**STATED EXERCISE:** Can you turn the lines below, between the one containing "Report one point per instance of the small" and the one containing "[(632, 143)]", inclusive, into a numbered list that leaves out any blank lines?

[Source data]
—————
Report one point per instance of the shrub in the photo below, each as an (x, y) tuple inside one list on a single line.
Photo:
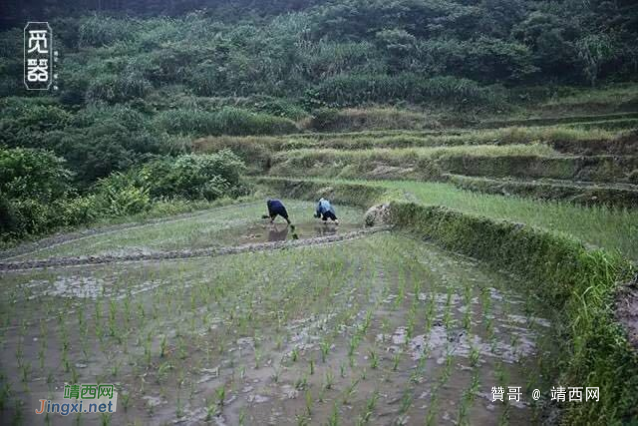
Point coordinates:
[(98, 31), (34, 174), (227, 121), (354, 90), (121, 194), (327, 119), (114, 89), (194, 176)]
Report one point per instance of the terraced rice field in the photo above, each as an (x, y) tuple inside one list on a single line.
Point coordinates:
[(382, 329), (371, 328), (586, 160)]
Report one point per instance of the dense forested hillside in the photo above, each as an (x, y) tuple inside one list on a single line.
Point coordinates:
[(139, 80)]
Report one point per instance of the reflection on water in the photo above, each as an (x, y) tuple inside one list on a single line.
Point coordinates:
[(280, 232)]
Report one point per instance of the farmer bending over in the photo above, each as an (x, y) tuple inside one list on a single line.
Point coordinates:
[(325, 211), (275, 208)]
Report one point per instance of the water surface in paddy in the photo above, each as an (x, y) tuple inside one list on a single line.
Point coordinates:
[(409, 331), (267, 232)]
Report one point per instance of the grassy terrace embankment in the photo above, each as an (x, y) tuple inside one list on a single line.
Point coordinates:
[(611, 229), (579, 282), (590, 167)]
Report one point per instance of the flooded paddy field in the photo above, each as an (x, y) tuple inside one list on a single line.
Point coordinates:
[(379, 330), (225, 226)]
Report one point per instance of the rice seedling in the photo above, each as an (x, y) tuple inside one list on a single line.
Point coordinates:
[(374, 360), (324, 346), (349, 392), (309, 402), (406, 402), (220, 392), (301, 383), (333, 420), (329, 381)]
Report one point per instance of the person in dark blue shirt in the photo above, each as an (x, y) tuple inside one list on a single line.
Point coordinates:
[(277, 208), (326, 211)]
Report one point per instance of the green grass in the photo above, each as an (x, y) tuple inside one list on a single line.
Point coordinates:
[(408, 163), (403, 139), (612, 229), (607, 228), (227, 312)]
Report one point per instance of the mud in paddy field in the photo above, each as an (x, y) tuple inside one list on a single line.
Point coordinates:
[(220, 227), (379, 330)]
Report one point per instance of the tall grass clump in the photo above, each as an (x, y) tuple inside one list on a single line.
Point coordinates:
[(227, 121)]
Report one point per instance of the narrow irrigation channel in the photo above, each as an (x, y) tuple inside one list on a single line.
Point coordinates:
[(383, 329)]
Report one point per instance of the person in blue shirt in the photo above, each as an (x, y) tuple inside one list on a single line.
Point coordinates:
[(326, 211), (277, 208)]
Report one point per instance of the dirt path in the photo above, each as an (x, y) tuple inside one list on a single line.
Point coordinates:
[(183, 254)]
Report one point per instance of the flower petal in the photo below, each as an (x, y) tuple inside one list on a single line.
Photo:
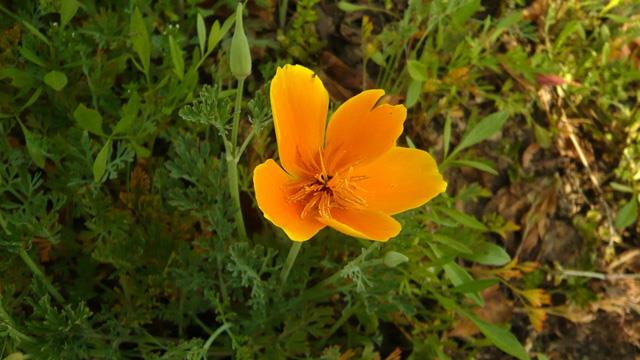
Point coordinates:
[(299, 103), (271, 184), (399, 180), (365, 224), (359, 131)]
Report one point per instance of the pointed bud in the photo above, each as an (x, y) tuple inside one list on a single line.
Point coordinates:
[(240, 55), (393, 259)]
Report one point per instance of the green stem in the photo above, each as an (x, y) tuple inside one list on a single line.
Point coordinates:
[(288, 264), (284, 5), (236, 114), (232, 163), (35, 269), (212, 338), (232, 169)]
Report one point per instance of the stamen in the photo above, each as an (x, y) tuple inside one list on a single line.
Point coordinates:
[(324, 192)]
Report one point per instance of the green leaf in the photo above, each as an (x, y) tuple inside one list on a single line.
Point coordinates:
[(348, 7), (217, 33), (36, 32), (464, 12), (572, 27), (130, 112), (475, 285), (32, 56), (464, 219), (88, 119), (202, 33), (56, 80), (176, 58), (34, 147), (140, 39), (417, 70), (628, 214), (68, 9), (452, 243), (487, 253), (476, 165), (504, 24), (502, 338), (100, 165), (458, 277), (483, 130), (141, 151)]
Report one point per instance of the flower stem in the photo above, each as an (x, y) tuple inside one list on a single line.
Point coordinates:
[(232, 163), (288, 264), (35, 269), (282, 15), (236, 113)]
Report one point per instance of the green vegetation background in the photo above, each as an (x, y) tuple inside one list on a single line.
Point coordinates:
[(118, 236)]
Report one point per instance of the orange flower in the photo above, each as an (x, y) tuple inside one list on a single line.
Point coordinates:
[(351, 177)]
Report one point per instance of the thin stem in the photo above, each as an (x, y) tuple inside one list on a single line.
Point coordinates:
[(236, 113), (232, 170), (35, 269), (284, 5), (288, 264), (232, 163)]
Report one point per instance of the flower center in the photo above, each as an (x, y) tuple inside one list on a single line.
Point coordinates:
[(324, 192)]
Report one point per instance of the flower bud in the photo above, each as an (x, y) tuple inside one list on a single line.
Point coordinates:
[(240, 55), (393, 259)]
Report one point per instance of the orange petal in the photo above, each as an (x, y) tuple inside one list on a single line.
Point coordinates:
[(399, 180), (272, 188), (359, 131), (364, 224), (299, 103)]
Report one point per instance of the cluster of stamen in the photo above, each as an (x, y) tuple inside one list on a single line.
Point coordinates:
[(324, 192)]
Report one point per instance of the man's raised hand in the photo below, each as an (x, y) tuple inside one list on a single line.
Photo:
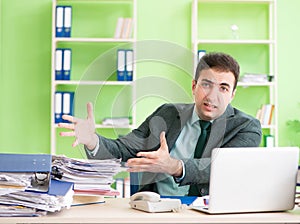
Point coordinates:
[(82, 129)]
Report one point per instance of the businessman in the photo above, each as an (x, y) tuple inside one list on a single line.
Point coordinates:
[(166, 148)]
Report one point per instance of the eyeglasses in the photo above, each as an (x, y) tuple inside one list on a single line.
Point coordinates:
[(208, 86)]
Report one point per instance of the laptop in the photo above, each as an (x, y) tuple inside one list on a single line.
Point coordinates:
[(252, 180)]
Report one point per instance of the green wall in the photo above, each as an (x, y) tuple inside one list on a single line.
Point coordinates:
[(25, 57)]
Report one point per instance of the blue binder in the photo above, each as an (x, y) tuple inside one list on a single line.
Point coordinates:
[(67, 21), (59, 64), (59, 21), (38, 165), (201, 53), (129, 65), (66, 68), (58, 107), (121, 61), (64, 102), (68, 100)]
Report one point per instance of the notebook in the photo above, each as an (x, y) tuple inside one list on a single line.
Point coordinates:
[(252, 180)]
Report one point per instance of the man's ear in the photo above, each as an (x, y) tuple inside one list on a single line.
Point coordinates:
[(233, 94), (194, 83)]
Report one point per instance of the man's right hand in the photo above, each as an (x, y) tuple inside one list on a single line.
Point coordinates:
[(83, 129)]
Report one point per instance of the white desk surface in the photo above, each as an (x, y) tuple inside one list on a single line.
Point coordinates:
[(118, 211)]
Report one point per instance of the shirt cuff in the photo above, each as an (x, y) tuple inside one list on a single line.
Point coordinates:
[(93, 152), (179, 179)]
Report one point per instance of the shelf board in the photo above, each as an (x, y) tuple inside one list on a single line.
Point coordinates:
[(107, 126), (236, 1), (94, 39), (101, 1), (263, 126), (94, 83), (210, 41), (246, 84)]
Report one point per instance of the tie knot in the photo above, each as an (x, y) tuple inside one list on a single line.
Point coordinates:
[(204, 124)]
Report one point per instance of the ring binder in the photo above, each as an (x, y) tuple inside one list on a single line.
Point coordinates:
[(38, 166)]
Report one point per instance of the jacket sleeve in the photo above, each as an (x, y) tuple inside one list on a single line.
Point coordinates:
[(144, 138)]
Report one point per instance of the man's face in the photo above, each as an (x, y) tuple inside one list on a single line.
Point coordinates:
[(213, 91)]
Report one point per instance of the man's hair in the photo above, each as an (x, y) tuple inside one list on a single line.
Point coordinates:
[(220, 62)]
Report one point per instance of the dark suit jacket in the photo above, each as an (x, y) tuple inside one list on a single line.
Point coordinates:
[(233, 129)]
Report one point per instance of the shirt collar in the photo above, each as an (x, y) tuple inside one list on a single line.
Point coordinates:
[(195, 117)]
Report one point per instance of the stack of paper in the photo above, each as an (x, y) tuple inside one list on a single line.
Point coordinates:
[(26, 188), (33, 203), (116, 121), (90, 177)]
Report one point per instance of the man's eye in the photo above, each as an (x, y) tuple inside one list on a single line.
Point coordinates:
[(224, 89), (205, 84)]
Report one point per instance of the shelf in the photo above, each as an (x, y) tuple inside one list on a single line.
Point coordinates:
[(246, 84), (207, 41), (97, 40), (236, 1), (94, 83), (253, 45), (93, 25), (107, 126)]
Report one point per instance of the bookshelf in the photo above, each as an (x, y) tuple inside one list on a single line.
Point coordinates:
[(93, 67), (245, 29)]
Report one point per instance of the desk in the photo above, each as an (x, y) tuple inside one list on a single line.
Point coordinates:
[(119, 211)]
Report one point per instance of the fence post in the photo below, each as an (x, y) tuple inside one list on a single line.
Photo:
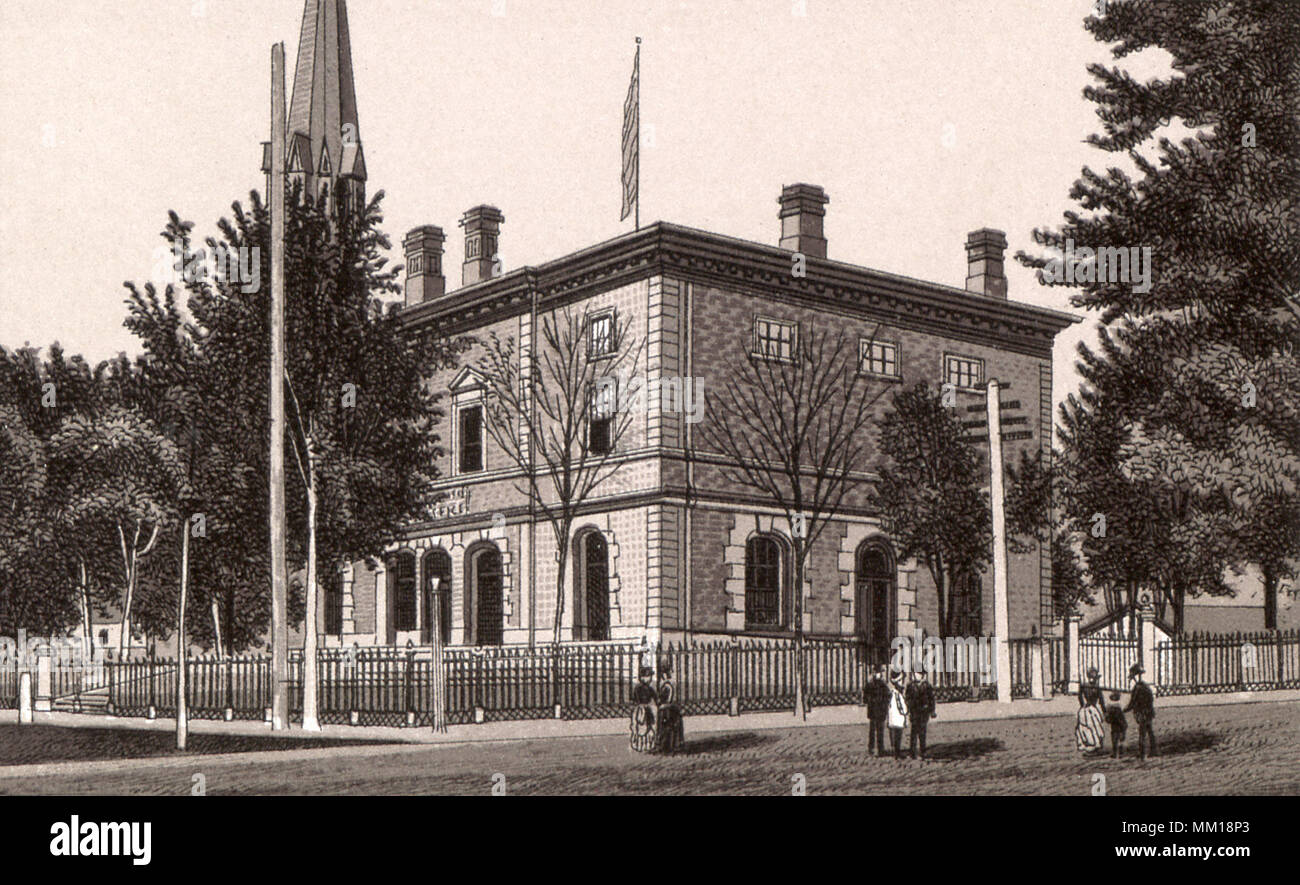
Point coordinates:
[(25, 698), (230, 689), (1036, 656), (152, 712), (1071, 651), (733, 658), (410, 684), (1147, 650)]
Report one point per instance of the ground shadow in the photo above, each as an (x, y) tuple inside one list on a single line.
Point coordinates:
[(1177, 743), (26, 745), (960, 750), (724, 742)]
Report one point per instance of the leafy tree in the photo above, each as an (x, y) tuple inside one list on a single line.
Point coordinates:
[(930, 493), (1199, 361), (117, 476)]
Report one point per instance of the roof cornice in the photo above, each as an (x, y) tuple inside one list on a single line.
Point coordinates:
[(741, 265)]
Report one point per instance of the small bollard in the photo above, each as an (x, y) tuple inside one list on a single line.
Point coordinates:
[(25, 698), (43, 701)]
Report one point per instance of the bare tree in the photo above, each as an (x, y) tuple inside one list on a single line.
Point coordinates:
[(791, 426), (559, 412)]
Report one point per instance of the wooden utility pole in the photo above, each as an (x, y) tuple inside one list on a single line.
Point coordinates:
[(440, 673), (1001, 620), (278, 543)]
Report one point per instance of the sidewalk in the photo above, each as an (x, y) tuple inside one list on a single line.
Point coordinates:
[(553, 728)]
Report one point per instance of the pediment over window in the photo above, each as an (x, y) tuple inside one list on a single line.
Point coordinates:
[(467, 381)]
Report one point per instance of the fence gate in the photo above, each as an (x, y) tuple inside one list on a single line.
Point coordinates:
[(1112, 656)]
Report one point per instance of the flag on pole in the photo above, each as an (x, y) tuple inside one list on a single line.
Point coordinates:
[(632, 143)]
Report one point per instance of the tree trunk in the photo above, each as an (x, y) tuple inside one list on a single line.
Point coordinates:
[(559, 620), (182, 706), (800, 706), (87, 628), (216, 625), (1270, 598), (310, 719)]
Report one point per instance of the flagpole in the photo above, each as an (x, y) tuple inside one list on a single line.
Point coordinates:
[(638, 134)]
—————
**RESULT:**
1. Report one point per instance of the small bollard in the photo above, each as an (x, y) tuple inside one list on a single line.
2. Point coordinates:
3. [(25, 698), (43, 701)]
4. Report one point per instance of the bare tree in the photo above, each as an (x, y) tuple inside one list on a single line.
5. Point coordinates:
6. [(791, 426), (559, 412)]
7. Report one point per instance of the wooden utility pole in the photo above, each as an (x, y) tuple inside one list on a single line.
8. Point coordinates:
9. [(440, 673), (1001, 620), (278, 543)]
10. Report one point per instance of the sidewalk in the photo above, each as an (x, y) tuple inside one list on a single line.
11. Point coordinates:
12. [(553, 728)]
13. Report one point per instance of the pediment over window in the photo above, each as an (x, y) tuple inside one list on a single line.
14. Point coordinates:
15. [(467, 381)]
16. Report one point per instance of the fence gate in the photo above, each as an (x, y) tuple inside one list on a single line.
17. Point coordinates:
18. [(1112, 656)]
19. Report one point per instance of the flag on pole in the photo above, each as an (x, y) tuple inside one list on a single line.
20. Point coordinates:
21. [(632, 143)]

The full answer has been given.